**Task description:**
Extract every line from the data below that contains the string "field". Matches must have the same letter case.

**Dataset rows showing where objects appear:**
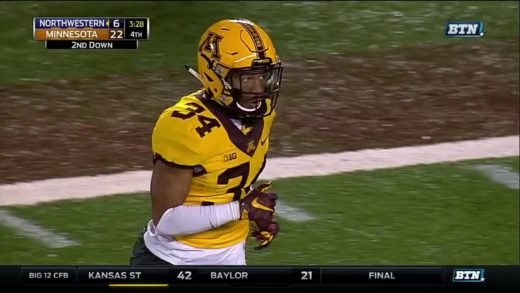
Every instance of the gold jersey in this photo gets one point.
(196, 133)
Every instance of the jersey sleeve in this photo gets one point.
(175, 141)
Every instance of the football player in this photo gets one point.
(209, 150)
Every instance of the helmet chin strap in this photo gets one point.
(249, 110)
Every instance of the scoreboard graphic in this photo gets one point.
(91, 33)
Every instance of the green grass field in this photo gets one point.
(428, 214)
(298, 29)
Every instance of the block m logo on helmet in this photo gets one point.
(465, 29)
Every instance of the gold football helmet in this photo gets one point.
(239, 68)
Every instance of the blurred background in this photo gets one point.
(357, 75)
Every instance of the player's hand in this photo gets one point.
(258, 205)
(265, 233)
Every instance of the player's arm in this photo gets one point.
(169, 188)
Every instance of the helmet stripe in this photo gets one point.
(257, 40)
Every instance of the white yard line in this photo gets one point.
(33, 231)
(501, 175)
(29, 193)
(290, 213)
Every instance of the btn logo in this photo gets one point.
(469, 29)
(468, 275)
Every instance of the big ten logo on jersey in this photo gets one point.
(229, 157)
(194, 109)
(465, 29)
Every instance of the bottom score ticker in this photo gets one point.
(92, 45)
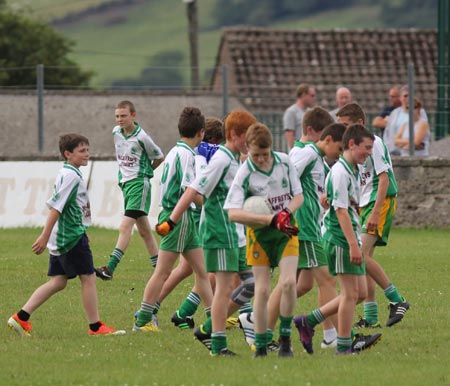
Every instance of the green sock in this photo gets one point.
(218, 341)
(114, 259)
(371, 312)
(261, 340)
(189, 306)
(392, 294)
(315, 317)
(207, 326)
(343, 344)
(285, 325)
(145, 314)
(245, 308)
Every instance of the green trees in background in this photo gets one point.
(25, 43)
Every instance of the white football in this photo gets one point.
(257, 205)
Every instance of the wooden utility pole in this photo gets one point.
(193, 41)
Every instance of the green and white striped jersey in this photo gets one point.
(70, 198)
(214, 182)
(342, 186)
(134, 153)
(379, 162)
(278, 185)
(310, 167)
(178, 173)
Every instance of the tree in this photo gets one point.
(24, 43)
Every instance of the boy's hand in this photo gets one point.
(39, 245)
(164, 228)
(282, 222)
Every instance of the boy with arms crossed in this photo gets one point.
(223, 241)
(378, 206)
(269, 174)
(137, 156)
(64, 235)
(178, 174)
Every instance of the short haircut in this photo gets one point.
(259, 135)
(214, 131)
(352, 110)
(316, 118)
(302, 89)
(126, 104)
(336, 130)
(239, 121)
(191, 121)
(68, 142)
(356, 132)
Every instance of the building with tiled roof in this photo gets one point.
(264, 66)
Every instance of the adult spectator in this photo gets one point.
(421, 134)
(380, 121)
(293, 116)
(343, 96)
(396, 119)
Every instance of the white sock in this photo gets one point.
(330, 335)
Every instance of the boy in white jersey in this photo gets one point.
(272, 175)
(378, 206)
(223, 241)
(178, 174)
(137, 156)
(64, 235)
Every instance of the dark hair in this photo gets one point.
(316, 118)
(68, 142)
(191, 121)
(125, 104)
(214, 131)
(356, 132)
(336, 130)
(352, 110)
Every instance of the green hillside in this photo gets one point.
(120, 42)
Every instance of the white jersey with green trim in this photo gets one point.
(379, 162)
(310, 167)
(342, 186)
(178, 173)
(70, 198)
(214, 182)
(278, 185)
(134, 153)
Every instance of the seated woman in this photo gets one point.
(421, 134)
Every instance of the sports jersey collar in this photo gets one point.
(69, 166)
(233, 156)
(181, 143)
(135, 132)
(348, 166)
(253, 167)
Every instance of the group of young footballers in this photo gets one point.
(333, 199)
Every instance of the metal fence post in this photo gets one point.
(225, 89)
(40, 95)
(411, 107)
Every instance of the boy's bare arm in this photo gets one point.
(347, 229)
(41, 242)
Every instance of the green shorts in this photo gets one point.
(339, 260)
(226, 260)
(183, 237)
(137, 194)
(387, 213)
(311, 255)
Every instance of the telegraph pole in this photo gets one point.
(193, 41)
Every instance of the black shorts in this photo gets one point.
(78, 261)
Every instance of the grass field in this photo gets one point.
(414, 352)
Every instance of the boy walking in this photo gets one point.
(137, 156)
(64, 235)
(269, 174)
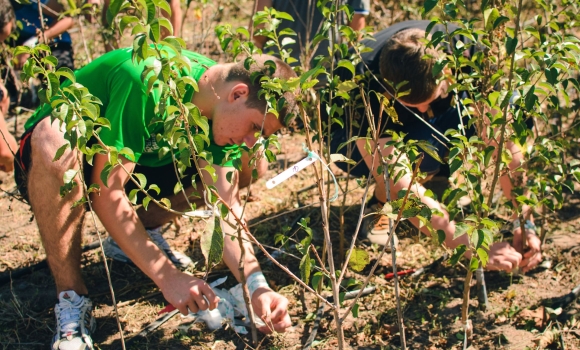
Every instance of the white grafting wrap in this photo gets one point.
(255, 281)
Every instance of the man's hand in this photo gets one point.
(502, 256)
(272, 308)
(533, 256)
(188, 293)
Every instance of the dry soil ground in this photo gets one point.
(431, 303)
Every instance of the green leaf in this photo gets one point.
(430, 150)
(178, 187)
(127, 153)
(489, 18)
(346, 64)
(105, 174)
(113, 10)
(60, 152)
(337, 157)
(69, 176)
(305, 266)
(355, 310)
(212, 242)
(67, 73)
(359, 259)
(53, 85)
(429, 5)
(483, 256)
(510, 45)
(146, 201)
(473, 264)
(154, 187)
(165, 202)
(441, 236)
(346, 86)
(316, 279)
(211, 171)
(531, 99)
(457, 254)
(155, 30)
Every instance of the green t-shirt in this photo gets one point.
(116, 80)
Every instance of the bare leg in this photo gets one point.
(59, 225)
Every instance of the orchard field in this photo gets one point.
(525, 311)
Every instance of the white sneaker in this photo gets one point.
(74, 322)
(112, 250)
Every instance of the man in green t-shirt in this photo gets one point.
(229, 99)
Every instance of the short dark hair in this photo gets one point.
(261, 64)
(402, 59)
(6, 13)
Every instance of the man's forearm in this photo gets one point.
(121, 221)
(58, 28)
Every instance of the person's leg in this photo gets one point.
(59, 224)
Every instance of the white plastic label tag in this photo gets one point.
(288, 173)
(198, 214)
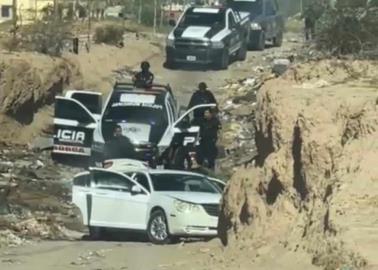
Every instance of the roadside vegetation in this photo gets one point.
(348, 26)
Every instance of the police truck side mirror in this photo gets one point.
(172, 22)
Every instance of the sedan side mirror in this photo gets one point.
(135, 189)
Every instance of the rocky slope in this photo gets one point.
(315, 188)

---

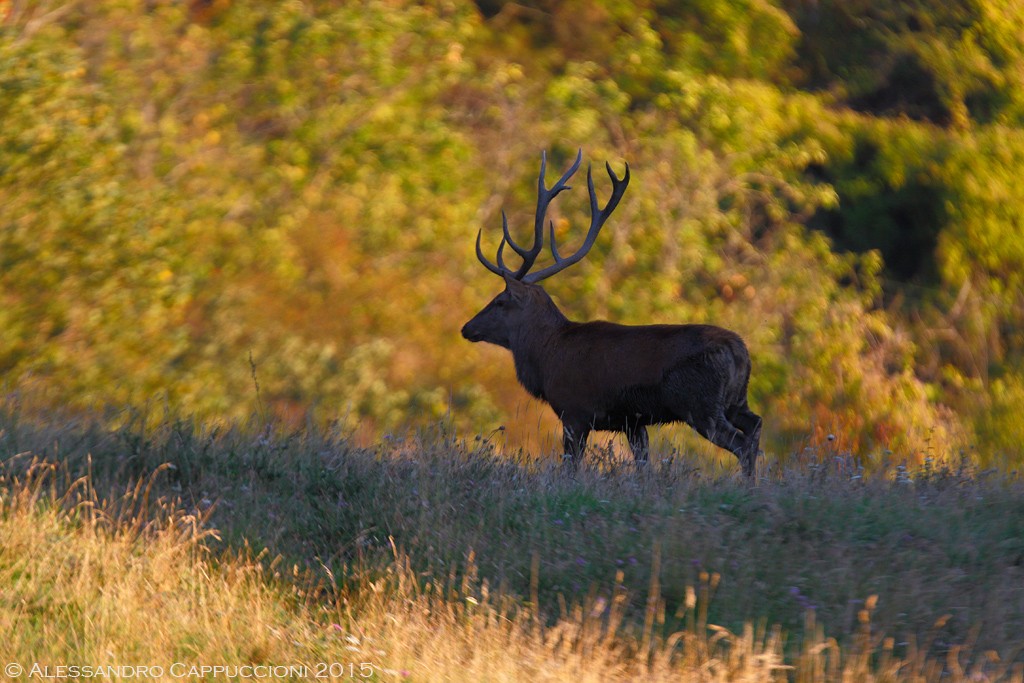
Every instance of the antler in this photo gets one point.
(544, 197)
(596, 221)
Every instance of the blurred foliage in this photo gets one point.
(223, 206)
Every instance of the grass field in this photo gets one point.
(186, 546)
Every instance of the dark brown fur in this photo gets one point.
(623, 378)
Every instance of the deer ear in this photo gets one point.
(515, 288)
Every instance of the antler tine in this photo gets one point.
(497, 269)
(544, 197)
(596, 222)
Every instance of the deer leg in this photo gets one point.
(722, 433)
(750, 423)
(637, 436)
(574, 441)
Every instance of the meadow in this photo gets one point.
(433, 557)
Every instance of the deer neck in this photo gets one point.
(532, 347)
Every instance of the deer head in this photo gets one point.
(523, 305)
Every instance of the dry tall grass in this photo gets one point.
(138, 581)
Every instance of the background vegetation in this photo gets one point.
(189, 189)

**The answer:**
Every instance of the green grass field in this photo gets one point.
Every instance of the grass field in this photo gets one point.
Every instance of the orchard field in this photo gets one point.
Every instance of the grass field in this photo gets one point.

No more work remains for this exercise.